I got sidetracked, and so I felt I had to finish this before continuing the series on Iceland.
The embroidery of the villages around the city of Sofia, in the Shope region is very rich and varied.
This embroidery is done on the outer sleeve of the women's chemise.
The embroidery is started with holbein stitch, which is then filled in with slant stitch in various colors, especially red.
Here is one sleeve with the Holbein stitch finished, and the filling in progress.
Secondary colors are often blue, green, and yellow. The outline often includes hooks and other ornaments.
Many people have commented on the similarity between this style of embroidery and that of the mid-Volga region, especially of the Chuvash. Both the Bulgarians and the Chuvash have historical ties to the Bulgars, perhaps this explains the similarity. Here are a couple of pieces of Chuvash embroidery.
A couple more examples of this type of Sofia embroidery.
In some of the pieces, red becomes the primary component of the composition.
On some of the sleeves, the black outline is no longer used.
The motifs become less geometric and the composition more free-form.
Sometimes white stitching becomes part of the design.
In some designs, white becomes the dominant color.
The turned up cuffs have a different design, these have their own composition.
Some of the designs which started on the cuffs are now often used on other items, like table scarves and tablecloths.
These have a particular appeal.
This is one that my grandmother copied from somewhere. I found this very confusing, as it did not look Ukrainian. She did not know where the design was from, she just liked it. It took me a long time to figure out where it was from.
Here is an example from my private collection.

☆ ☆ ☆ ☆ ☆

• _Request 1_
Repeat the passage on Sofia embroidery word for word, from "The embroidery is" to "filling in progress.".

• _Coordinate labeling data_
☆ ☆ ☆ ☆ ☆

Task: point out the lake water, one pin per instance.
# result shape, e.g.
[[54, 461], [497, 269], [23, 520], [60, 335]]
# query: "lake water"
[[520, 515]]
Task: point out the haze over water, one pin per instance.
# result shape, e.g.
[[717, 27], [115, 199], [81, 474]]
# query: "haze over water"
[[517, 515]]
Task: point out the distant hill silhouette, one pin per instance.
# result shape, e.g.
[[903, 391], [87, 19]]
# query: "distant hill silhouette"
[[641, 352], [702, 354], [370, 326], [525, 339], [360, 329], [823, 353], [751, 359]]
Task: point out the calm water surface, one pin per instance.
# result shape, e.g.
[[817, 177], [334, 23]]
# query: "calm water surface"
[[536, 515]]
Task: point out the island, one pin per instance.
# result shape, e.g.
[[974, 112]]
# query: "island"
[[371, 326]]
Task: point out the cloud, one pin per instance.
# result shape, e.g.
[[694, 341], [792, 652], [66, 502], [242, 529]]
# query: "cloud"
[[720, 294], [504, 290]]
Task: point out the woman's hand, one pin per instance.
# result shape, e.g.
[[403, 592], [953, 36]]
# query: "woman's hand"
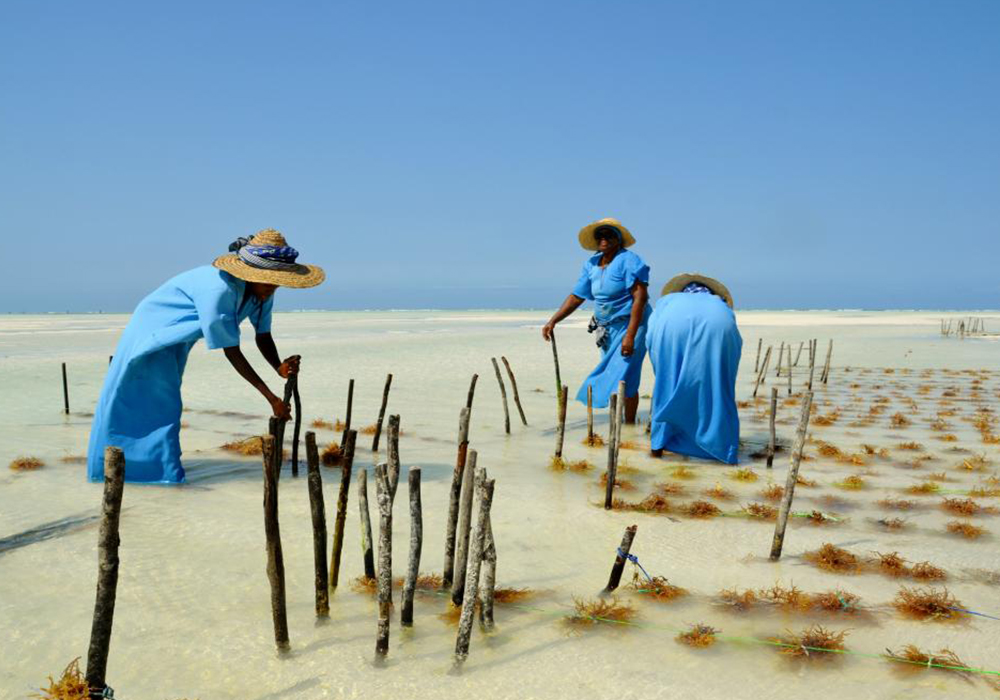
[[289, 366]]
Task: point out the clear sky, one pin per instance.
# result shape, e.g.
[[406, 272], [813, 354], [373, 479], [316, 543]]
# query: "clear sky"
[[810, 154]]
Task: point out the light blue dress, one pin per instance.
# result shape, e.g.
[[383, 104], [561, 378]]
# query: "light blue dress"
[[695, 347], [610, 288], [140, 405]]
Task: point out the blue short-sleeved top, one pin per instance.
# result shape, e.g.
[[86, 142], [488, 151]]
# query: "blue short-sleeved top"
[[610, 287]]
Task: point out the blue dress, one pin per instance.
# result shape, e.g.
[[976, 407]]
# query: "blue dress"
[[610, 288], [695, 347], [140, 405]]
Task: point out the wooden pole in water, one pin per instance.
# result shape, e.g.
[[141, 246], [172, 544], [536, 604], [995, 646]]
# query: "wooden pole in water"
[[612, 451], [416, 544], [561, 428], [383, 495], [513, 384], [107, 571], [503, 395], [381, 412], [485, 492], [621, 556], [793, 476], [65, 392], [317, 509], [464, 525], [453, 503], [346, 465], [771, 439], [367, 553], [272, 534]]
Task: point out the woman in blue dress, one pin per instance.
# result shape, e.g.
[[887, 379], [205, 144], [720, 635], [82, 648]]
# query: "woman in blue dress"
[[695, 348], [140, 405], [616, 280]]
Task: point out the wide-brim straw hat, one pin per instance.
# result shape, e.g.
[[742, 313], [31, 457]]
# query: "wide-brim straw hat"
[[678, 283], [587, 234], [293, 274]]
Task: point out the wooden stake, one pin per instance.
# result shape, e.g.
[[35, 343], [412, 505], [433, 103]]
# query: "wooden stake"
[[453, 504], [107, 570], [272, 534], [317, 508], [513, 384], [485, 499], [346, 464], [621, 556], [793, 476], [612, 451], [503, 395], [416, 543], [383, 495], [381, 412], [367, 553], [464, 525], [774, 409]]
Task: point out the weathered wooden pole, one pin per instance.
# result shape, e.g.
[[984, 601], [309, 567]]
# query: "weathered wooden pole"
[[464, 525], [416, 544], [107, 571], [771, 439], [317, 508], [65, 392], [503, 395], [272, 534], [485, 493], [561, 428], [621, 556], [346, 465], [383, 495], [513, 384], [367, 552], [451, 525], [612, 451], [381, 412], [790, 481]]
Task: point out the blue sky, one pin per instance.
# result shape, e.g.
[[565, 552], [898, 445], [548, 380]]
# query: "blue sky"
[[810, 154]]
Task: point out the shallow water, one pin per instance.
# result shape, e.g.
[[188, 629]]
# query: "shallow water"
[[193, 618]]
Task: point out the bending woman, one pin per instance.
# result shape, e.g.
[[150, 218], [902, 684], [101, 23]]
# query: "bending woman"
[[695, 347], [140, 405], [616, 280]]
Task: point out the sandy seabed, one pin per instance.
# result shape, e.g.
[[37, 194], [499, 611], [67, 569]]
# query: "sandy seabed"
[[193, 617]]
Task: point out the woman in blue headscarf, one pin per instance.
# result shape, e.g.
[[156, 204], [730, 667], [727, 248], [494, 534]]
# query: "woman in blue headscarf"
[[695, 348], [140, 406], [615, 279]]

☆ ☆ ☆ ☆ ☆

• _Request 2_
Please pick out each line of the listing above that contains the word "hill".

• _Task solution 1_
The embroidery is started with holbein stitch, which is then filled in with slant stitch in various colors, especially red.
Here is one sleeve with the Holbein stitch finished, and the filling in progress.

• _Task solution 2_
Task: point out the distant hill silhouette, one pin per instance.
# query: "distant hill silhouette"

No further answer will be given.